▶ [Exercise]
Reproduce verbatim only the lines from the one containing "Each instance of the tree silhouette" through the last line below, both included.

▶ [Material for this task]
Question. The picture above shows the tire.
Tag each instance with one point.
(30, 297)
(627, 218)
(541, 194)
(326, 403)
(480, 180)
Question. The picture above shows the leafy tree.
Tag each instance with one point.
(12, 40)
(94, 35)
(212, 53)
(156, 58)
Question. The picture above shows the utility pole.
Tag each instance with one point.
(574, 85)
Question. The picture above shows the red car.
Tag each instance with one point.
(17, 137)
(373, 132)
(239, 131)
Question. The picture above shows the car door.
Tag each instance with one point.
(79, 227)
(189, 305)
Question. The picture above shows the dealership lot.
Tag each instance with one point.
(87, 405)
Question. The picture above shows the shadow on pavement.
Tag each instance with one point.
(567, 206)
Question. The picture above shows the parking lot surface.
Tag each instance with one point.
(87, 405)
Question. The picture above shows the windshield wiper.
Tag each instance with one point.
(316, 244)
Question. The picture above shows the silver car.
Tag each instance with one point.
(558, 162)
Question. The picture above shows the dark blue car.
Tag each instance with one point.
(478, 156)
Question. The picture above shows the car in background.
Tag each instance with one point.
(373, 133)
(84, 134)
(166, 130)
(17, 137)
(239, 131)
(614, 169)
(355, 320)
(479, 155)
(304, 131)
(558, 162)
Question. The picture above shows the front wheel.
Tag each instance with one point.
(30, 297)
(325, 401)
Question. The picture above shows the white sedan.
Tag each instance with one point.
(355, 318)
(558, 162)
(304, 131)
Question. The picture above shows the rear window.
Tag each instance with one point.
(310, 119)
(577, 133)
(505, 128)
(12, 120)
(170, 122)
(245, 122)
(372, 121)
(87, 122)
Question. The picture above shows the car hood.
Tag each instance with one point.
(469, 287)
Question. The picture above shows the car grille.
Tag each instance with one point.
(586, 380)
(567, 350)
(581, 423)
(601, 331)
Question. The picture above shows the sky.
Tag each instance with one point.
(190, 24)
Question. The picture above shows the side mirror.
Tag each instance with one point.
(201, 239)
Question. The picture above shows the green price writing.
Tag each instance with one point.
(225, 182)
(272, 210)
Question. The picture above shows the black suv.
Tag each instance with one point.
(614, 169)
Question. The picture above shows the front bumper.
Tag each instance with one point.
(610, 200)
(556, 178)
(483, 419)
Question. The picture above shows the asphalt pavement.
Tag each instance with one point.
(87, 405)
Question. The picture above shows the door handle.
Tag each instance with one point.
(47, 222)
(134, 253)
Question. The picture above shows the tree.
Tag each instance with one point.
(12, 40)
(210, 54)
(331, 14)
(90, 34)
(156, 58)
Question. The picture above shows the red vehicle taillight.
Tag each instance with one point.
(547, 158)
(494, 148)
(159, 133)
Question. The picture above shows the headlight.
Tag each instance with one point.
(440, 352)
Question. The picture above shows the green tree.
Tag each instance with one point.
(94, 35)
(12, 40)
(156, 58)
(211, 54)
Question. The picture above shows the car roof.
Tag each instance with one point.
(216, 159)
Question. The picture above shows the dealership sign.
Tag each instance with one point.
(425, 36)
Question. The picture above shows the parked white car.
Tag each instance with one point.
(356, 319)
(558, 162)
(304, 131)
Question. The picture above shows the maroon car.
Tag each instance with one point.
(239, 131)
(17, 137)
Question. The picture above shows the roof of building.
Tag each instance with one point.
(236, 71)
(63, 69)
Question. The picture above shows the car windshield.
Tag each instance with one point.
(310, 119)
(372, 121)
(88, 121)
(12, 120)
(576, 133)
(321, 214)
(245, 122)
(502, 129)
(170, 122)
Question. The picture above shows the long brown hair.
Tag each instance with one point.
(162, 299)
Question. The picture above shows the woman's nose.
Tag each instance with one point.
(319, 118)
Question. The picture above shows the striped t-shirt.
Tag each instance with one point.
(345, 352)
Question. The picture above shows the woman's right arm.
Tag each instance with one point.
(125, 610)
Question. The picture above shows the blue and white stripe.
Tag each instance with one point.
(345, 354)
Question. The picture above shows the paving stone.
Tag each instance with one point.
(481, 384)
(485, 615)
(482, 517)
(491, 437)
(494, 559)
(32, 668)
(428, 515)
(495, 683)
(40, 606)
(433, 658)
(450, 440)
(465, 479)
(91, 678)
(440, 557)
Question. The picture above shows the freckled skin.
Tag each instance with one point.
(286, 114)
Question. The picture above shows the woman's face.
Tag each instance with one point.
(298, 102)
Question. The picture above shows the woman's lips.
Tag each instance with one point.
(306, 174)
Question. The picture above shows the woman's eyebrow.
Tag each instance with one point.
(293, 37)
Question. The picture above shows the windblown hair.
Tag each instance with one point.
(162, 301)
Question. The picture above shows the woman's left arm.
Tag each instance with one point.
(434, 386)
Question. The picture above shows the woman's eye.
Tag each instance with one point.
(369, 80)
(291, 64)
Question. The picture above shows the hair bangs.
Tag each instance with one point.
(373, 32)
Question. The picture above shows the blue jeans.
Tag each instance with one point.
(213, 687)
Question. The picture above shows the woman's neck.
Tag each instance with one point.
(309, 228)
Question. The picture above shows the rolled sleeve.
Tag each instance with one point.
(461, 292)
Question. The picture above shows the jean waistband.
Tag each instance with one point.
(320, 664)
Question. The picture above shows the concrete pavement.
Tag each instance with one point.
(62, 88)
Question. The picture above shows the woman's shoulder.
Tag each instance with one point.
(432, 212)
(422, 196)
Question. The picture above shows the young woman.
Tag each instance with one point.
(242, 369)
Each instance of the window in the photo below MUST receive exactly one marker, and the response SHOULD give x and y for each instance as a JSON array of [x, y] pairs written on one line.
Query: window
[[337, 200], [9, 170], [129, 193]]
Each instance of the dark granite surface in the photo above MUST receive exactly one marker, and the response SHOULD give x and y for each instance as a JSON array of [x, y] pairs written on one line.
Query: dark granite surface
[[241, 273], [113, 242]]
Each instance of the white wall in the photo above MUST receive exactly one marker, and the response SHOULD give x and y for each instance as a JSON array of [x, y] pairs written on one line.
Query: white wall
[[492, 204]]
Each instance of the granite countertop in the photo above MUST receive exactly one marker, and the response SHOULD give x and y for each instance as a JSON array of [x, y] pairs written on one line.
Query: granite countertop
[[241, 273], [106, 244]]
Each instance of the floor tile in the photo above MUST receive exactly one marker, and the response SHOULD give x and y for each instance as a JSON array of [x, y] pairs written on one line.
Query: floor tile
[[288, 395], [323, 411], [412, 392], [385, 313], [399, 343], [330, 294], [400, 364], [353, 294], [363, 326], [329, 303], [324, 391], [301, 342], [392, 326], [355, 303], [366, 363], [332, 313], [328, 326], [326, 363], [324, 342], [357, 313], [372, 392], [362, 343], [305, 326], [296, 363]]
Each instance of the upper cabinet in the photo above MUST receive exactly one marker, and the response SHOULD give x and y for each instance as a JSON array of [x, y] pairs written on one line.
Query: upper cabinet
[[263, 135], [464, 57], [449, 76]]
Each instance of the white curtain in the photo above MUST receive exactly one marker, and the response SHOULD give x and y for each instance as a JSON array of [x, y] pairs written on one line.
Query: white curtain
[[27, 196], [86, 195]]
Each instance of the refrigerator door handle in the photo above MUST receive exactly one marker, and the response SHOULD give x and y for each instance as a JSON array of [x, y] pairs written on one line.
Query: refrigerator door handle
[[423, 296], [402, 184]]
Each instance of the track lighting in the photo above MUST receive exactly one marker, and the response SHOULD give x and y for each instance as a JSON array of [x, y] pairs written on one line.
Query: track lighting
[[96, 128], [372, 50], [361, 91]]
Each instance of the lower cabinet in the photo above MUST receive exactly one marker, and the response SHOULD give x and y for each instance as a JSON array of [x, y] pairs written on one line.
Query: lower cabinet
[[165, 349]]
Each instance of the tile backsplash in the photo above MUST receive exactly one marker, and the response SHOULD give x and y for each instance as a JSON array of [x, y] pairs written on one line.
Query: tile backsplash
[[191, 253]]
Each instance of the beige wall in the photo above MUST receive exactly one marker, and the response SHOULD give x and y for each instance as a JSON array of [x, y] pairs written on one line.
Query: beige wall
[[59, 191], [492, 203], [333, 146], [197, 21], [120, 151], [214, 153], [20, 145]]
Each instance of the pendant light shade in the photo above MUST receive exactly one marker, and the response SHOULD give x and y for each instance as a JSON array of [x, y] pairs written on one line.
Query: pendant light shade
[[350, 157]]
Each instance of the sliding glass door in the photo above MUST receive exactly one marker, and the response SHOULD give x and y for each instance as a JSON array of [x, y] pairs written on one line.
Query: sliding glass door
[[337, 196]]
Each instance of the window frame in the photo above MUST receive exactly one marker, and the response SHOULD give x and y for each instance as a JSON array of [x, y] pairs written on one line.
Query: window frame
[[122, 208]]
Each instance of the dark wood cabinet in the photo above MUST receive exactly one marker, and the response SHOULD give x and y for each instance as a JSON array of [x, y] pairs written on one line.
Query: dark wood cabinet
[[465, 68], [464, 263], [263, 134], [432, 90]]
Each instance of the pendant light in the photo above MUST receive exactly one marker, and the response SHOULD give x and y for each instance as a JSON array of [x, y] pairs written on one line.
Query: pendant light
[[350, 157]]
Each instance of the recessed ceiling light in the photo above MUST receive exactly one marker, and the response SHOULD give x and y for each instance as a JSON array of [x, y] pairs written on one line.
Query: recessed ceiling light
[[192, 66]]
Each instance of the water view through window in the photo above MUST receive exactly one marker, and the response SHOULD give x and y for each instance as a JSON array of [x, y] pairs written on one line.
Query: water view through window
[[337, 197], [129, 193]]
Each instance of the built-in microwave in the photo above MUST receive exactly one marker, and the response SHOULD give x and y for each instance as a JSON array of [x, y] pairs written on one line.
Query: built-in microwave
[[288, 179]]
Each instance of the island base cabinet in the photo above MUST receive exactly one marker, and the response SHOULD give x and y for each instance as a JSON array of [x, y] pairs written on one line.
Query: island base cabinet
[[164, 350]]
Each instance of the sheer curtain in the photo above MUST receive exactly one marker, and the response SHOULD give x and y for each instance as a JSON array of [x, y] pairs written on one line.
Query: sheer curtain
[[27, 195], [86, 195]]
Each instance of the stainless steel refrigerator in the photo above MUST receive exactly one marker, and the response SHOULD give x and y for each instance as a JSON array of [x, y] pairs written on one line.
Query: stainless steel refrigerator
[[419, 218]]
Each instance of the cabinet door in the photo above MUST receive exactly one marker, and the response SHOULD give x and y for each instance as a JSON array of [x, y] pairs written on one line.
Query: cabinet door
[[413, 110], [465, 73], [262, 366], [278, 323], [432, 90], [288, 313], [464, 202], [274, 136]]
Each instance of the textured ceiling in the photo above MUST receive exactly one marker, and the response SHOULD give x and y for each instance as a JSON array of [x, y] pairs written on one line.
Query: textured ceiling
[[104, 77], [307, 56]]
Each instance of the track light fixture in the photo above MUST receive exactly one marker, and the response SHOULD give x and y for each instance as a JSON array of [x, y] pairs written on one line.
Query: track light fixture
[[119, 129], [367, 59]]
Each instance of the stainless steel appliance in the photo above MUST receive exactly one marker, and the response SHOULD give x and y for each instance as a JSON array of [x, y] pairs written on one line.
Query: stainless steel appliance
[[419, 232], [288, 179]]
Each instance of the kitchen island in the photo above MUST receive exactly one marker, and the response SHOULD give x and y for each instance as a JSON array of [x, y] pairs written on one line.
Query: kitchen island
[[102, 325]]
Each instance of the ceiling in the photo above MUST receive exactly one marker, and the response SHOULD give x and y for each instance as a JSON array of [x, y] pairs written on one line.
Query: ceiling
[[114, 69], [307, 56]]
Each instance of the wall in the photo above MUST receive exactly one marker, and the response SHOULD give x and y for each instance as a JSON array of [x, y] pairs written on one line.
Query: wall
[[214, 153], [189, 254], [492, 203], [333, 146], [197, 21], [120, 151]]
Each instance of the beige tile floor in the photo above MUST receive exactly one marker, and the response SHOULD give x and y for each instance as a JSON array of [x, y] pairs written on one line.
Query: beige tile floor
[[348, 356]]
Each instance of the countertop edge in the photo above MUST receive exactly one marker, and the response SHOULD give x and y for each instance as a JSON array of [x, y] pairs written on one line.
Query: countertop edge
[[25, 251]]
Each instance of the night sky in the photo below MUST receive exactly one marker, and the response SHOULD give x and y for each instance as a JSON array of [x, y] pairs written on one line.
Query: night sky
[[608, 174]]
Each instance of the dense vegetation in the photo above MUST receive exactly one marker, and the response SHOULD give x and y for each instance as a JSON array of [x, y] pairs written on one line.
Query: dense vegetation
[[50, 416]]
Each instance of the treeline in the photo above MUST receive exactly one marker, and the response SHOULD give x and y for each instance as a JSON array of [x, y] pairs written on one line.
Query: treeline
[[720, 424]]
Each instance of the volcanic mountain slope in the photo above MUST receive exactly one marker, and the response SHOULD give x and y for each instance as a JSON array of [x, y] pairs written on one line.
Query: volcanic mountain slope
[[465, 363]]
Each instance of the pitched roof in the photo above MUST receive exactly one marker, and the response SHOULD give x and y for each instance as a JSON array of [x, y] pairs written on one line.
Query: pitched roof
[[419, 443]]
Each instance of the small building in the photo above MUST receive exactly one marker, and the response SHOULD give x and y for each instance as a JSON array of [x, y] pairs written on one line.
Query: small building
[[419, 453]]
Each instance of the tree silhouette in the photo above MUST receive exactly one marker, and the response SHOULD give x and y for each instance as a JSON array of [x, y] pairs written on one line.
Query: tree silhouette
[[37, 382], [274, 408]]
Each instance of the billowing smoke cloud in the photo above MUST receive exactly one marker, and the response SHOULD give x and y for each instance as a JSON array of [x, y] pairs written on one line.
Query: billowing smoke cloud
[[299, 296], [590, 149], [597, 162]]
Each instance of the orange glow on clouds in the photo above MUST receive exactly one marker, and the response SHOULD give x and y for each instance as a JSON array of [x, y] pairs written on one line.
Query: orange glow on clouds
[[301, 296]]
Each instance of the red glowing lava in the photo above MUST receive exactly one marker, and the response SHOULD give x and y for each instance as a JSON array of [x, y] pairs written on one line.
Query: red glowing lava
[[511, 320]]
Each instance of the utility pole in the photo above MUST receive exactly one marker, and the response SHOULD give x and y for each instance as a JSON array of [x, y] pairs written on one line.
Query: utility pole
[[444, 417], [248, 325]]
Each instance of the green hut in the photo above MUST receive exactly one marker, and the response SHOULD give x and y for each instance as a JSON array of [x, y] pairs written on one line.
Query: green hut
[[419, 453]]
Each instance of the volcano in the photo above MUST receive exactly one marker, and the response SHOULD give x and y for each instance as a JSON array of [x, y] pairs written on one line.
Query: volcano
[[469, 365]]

▶ [Completed exercise]
Each instance of the tree silhouette in the photo above MUST receive exactly one marker, and the response SHOULD give x and y for each instance as a JSON array of [x, y] pairs written on one line.
Query: tree silhouette
[[37, 382], [274, 408]]
Each instance of the billowing smoke cloud in the photo above MUST receive exactly one marker, and the response SHOULD give x and y for each instance as a JSON array of [x, y] pairs written on one line.
Query: billowing smoke cloud
[[299, 296], [590, 149], [597, 162]]
Each instance of the orange glow on clouds in the photo above MUST receive exactly one marker, and the response SHOULD give x and y for each instance as a JSON array of [x, y] pairs written on one line.
Query: orange glow on clouds
[[301, 296]]
Each instance of the red glowing lava in the photo above MUST receive exactly one marker, and the response SHOULD give x and y for each instance as a JSON array of [x, y] pairs written on one line.
Query: red glowing lava
[[511, 320]]
Each instance of the utility pole in the photo above MUST receive exactly one marker, and the response SHOULD give x and y for each instance as a JSON array of [x, y] pairs written on one line.
Query: utility pole
[[444, 417], [248, 325]]
Each instance of the green hut in the photo above MUST receive exactly one marker, and the response SHOULD give x and y for each instance as a JSON array of [x, y] pairs written on one line.
Query: green hut
[[419, 453]]
Each instance of the volcano in the photo above MUST receive exactly one marker, and the response SHOULD give x and y for each instance as a JSON array of [x, y] pairs written on one line.
Query: volcano
[[469, 365]]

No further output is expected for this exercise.